***** TEXT PROVIDED

That sort of makes sense though, if the design trend (whether you wanna call if 'brutalism' or just the form du jour), is more focused on the aesthetic rather than how it gets built. I suspect the adherents to this type of design would consider themselves designers, not developers, and thus are less concerned with bloat and file size.

I was impressed with the brutalist architecture, those plain concrete buildings have something about them that I can't place. Maybe like the old concrete tower hovering over the backdrop of a new, colorful, city? Something about it peeks your senses. As for the web design, it was also interesting. I liked some of the designs, others not so much. The website for zku:


Something about that just feels comforting, if not nostalgic, like what you'd expect to see from an early 2000s webpage before things got fancy. I think what makes these sites pop for me is the contrast of colors, too much white ruins the effect. Having out of place, darker colors thrown in feels like its breaking the rules, in a good way.

**********

#### TO BE DONE:
(a) In the comments on brutalist design, what ruins the effect of the sites?
(b) Select every row that contains the word "bicycle". Case counts.

***** LISTED ENTRIES

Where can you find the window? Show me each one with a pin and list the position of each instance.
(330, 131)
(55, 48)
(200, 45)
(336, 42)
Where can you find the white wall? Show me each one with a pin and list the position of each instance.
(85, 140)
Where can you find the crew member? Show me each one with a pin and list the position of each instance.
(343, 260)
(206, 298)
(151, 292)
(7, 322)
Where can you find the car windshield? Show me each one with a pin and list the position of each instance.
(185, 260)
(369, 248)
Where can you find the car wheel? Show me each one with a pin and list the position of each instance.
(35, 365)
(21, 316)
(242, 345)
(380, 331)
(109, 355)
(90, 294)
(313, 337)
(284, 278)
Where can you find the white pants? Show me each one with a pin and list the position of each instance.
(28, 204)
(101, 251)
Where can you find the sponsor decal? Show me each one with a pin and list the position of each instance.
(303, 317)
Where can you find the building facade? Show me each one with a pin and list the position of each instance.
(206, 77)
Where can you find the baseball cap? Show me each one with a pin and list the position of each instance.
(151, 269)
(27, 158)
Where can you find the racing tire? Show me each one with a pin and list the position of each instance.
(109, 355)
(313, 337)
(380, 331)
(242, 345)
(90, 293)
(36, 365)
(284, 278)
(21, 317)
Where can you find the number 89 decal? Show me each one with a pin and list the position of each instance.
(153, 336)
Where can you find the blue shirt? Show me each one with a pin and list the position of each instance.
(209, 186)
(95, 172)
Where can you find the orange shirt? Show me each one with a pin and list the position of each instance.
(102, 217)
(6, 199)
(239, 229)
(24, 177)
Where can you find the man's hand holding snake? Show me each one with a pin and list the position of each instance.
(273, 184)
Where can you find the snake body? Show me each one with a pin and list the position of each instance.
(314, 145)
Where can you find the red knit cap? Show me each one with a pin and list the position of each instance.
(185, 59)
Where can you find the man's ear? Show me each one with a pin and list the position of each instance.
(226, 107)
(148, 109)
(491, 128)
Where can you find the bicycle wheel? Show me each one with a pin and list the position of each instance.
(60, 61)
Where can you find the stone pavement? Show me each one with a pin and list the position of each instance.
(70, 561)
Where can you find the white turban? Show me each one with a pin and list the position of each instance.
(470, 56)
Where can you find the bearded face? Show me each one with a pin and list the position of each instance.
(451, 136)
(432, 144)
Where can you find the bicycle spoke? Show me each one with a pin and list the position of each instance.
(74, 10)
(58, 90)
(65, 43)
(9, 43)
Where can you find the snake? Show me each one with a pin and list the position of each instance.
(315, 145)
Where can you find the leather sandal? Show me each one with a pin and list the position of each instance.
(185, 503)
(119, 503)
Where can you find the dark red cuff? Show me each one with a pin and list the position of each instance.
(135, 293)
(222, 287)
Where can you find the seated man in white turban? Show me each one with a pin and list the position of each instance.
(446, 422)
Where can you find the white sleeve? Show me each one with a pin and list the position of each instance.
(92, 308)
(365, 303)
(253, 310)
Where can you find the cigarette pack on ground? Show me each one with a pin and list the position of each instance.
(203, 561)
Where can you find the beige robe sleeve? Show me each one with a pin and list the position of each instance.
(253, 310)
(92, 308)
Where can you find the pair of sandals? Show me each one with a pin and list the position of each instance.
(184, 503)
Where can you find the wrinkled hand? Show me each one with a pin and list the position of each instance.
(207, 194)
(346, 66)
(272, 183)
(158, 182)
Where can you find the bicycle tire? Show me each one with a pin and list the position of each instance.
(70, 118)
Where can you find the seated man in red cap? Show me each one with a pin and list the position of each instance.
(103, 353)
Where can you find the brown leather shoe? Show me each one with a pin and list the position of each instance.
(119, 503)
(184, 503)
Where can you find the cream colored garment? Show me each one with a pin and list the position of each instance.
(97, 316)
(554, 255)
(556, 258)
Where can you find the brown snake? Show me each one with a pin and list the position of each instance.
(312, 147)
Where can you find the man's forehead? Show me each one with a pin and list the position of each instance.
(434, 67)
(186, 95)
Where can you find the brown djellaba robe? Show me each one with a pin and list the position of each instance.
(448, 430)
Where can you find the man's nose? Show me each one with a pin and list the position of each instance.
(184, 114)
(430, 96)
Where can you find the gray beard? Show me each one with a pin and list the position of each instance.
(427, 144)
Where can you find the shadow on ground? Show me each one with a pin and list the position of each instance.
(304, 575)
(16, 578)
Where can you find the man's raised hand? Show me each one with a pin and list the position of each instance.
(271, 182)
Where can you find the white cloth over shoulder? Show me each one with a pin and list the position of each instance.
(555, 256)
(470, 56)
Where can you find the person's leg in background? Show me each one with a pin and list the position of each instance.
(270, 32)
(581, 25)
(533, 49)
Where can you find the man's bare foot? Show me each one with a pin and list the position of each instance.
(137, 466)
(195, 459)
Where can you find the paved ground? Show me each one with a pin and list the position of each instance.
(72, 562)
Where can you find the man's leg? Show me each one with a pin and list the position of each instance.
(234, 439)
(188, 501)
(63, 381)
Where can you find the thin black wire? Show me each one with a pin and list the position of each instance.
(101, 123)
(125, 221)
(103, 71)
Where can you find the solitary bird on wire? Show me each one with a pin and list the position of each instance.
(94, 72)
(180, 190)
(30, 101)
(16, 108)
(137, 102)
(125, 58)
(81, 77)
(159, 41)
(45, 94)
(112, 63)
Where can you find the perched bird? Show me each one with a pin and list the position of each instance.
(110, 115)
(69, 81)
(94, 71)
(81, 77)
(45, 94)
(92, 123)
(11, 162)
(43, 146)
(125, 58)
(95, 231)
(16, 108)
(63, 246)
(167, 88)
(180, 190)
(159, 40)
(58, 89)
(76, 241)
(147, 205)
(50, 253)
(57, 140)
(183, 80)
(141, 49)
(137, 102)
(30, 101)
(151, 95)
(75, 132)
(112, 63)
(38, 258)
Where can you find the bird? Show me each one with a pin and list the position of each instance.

**********

#### SOLUTIONS:
(a) Too much white.

(b)
Where can you find the bicycle wheel? Show me each one with a pin and list the position of each instance.
Where can you find the bicycle spoke? Show me each one with a pin and list the position of each instance.
Where can you find the bicycle tire? Show me each one with a pin and list the position of each instance.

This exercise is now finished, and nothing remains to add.